## JOB
Make an exact copy of the listing below.

## DATA SUPPLIED
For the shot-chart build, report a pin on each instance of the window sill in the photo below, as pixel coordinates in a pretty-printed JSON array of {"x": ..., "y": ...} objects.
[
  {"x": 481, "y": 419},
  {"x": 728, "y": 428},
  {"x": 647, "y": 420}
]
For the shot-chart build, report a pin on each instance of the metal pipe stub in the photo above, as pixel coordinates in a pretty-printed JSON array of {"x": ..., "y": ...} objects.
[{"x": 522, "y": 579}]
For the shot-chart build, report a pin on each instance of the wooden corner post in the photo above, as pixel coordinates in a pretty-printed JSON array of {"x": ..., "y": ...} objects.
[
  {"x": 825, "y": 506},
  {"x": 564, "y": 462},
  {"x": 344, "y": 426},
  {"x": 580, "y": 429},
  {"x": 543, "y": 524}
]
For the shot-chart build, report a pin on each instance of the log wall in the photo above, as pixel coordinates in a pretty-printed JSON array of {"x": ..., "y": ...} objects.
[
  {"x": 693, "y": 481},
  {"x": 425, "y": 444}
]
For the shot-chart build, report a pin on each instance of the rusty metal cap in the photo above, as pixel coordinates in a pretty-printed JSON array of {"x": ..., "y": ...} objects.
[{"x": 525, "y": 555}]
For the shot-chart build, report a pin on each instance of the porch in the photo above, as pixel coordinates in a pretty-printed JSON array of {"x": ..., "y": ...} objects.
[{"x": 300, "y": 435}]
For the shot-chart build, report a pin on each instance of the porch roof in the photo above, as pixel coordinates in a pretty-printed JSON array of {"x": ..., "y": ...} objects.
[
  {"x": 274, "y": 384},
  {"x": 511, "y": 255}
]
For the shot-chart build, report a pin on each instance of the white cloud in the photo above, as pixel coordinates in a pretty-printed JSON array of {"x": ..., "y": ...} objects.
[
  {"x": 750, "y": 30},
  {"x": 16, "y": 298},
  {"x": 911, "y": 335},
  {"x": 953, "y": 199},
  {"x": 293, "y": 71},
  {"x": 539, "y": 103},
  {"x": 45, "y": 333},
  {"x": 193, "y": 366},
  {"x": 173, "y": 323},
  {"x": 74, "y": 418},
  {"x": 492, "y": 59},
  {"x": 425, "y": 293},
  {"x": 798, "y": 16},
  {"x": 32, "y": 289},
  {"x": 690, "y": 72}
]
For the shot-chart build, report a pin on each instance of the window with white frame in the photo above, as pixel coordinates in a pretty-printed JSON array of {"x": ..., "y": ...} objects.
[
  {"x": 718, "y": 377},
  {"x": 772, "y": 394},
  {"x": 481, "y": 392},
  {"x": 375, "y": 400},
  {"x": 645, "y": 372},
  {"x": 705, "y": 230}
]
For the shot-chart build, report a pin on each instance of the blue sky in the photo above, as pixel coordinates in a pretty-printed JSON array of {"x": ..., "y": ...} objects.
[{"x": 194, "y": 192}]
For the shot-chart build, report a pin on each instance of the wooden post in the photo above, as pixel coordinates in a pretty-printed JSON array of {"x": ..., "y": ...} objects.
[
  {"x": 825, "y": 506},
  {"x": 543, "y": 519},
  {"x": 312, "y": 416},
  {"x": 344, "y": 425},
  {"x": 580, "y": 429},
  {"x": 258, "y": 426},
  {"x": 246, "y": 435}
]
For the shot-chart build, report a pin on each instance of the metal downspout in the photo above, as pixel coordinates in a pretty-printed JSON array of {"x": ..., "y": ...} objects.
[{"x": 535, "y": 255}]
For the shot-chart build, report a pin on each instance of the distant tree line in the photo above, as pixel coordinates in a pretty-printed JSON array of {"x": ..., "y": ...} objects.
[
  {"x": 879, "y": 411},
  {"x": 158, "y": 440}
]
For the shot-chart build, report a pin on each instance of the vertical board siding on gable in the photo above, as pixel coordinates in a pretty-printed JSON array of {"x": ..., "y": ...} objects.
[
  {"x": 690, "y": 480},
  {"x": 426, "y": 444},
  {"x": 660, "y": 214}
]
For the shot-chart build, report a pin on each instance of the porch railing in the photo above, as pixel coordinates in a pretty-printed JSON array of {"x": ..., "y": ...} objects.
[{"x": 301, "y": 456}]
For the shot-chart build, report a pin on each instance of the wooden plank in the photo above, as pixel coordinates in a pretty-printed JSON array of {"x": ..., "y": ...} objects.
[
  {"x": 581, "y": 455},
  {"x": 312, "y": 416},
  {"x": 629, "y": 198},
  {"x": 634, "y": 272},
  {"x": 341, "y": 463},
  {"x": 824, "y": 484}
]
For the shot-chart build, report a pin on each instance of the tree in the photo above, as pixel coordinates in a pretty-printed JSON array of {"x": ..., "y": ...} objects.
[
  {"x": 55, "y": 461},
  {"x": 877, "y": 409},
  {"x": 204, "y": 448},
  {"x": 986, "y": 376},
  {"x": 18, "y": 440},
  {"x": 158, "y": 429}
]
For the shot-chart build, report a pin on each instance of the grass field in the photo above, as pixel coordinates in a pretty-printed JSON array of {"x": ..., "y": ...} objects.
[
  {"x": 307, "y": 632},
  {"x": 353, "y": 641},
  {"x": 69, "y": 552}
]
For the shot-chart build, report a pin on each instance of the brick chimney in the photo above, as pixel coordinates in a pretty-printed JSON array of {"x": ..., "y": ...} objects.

## RESULT FOR THIS TASK
For the shot-chart build, report a pin on each instance of the window sill in the photo below, as pixel coordinates in a pretty-printed JSON array of {"x": ..., "y": ...} objects.
[
  {"x": 481, "y": 419},
  {"x": 728, "y": 428},
  {"x": 647, "y": 420}
]
For the shot-chart build, report a pin on each instance of the metal pipe stub in the photo above, as pixel coordinates in a pretty-printed JSON array of {"x": ..., "y": ...} objects.
[{"x": 522, "y": 579}]
For the shot-chart build, report a pin on each instance of the wooden corner post in the photo above, as pixel coordinates in a pretty-printed JSON array of {"x": ..., "y": ...} objects.
[
  {"x": 825, "y": 506},
  {"x": 564, "y": 462},
  {"x": 344, "y": 426},
  {"x": 580, "y": 429},
  {"x": 543, "y": 524}
]
For the shot-chart build, report a pin on each instance of the log wall in the photo above, as pixel coordinates in a pretty-printed JSON array of {"x": ..., "y": ...} objects.
[
  {"x": 693, "y": 481},
  {"x": 425, "y": 444}
]
For the shot-chart build, report a pin on each instance of the rusty metal cap in the photo above, as pixel coordinates in a pretty-printed JSON array of {"x": ..., "y": ...} objects.
[{"x": 525, "y": 555}]
For the shot-chart build, report a pin on each instance of the porch in the photo above, as pixel coordinates in a pretty-printed JSON array of {"x": ..., "y": ...} objects.
[{"x": 300, "y": 435}]
For the shot-chart build, report a pin on each instance of the porch roof in the photo above, as pixel coordinates in a pretty-printed JSON array of {"x": ..., "y": ...} objects.
[
  {"x": 274, "y": 384},
  {"x": 511, "y": 255}
]
For the shot-chart build, report a pin on each instance of the white cloud in the photo above, as pixel coordinates in a pretty-printed JSON array of {"x": ..., "y": ...} objects.
[
  {"x": 750, "y": 30},
  {"x": 16, "y": 298},
  {"x": 911, "y": 335},
  {"x": 953, "y": 199},
  {"x": 293, "y": 71},
  {"x": 539, "y": 103},
  {"x": 45, "y": 333},
  {"x": 193, "y": 366},
  {"x": 173, "y": 323},
  {"x": 74, "y": 418},
  {"x": 492, "y": 59},
  {"x": 425, "y": 293},
  {"x": 798, "y": 16},
  {"x": 32, "y": 289},
  {"x": 690, "y": 72}
]
For the shot-chart build, report a pin on each instance of the window with white frame in the photo above, as pixel coordinates in a pretty-printed JSON array of {"x": ..., "y": ...} objects.
[
  {"x": 718, "y": 377},
  {"x": 772, "y": 394},
  {"x": 481, "y": 392},
  {"x": 375, "y": 400},
  {"x": 645, "y": 372},
  {"x": 705, "y": 230}
]
For the shot-chart build, report a pin on each instance of the blue sky in the photo above, as pixel coordinates in a pretty-printed JSON array of {"x": ..., "y": ...} objects.
[{"x": 194, "y": 192}]
For the shot-chart build, report a pin on each instance of the wooden post in the photo above, as pixel coordinates in a pretty-printed JSON array of {"x": ..., "y": ...} objects.
[
  {"x": 825, "y": 506},
  {"x": 543, "y": 519},
  {"x": 312, "y": 416},
  {"x": 344, "y": 425},
  {"x": 580, "y": 429},
  {"x": 258, "y": 426},
  {"x": 246, "y": 435}
]
For the shot-chart build, report a pin on each instance of the metal downspout in the photo above, as pixel coordinates in a pretty-printed JSON array of {"x": ..., "y": ...} objects.
[{"x": 535, "y": 255}]
For the shot-chart build, report a pin on each instance of the distant tree line in the photo above, as pixel coordinates in a pretty-printed JSON array of {"x": ..., "y": ...} objects.
[
  {"x": 879, "y": 411},
  {"x": 158, "y": 440}
]
For the shot-chart build, report a pin on each instance of the vertical board siding on gable in the photo above, as pixel coordinates in a pretty-printed JSON array of {"x": ..., "y": ...} objects.
[
  {"x": 690, "y": 480},
  {"x": 426, "y": 444},
  {"x": 660, "y": 214}
]
For the shot-chart build, report a pin on each instance of the porch railing in the photo above, as pixel coordinates in a pretty-printed JSON array of {"x": ..., "y": ...} objects.
[{"x": 301, "y": 456}]
For the shot-chart build, report a pin on each instance of the wooden plank in the photo above, as pixel coordinates in a pretty-printed JSON array of {"x": ..., "y": ...} objects.
[
  {"x": 581, "y": 455},
  {"x": 312, "y": 416},
  {"x": 629, "y": 198},
  {"x": 634, "y": 272},
  {"x": 341, "y": 463},
  {"x": 824, "y": 484}
]
For the shot-chart build, report a pin on each instance of the tree in the photo above, as pixel coordinates in a pretty-printed JSON array of {"x": ..., "y": ...} objects.
[
  {"x": 55, "y": 461},
  {"x": 877, "y": 409},
  {"x": 204, "y": 448},
  {"x": 986, "y": 376},
  {"x": 18, "y": 440},
  {"x": 158, "y": 429}
]
For the shot-chart build, report a pin on each instance of the grass field in the photo above, as pixel coordinates in a pretty-printed JSON array of {"x": ..., "y": ...} objects.
[
  {"x": 307, "y": 632},
  {"x": 353, "y": 641},
  {"x": 69, "y": 552}
]
For the shot-chart build, report a pin on each instance of the brick chimney in the photo above, as pixel coordinates in a pretty-printed JSON array of {"x": ..., "y": ...} objects.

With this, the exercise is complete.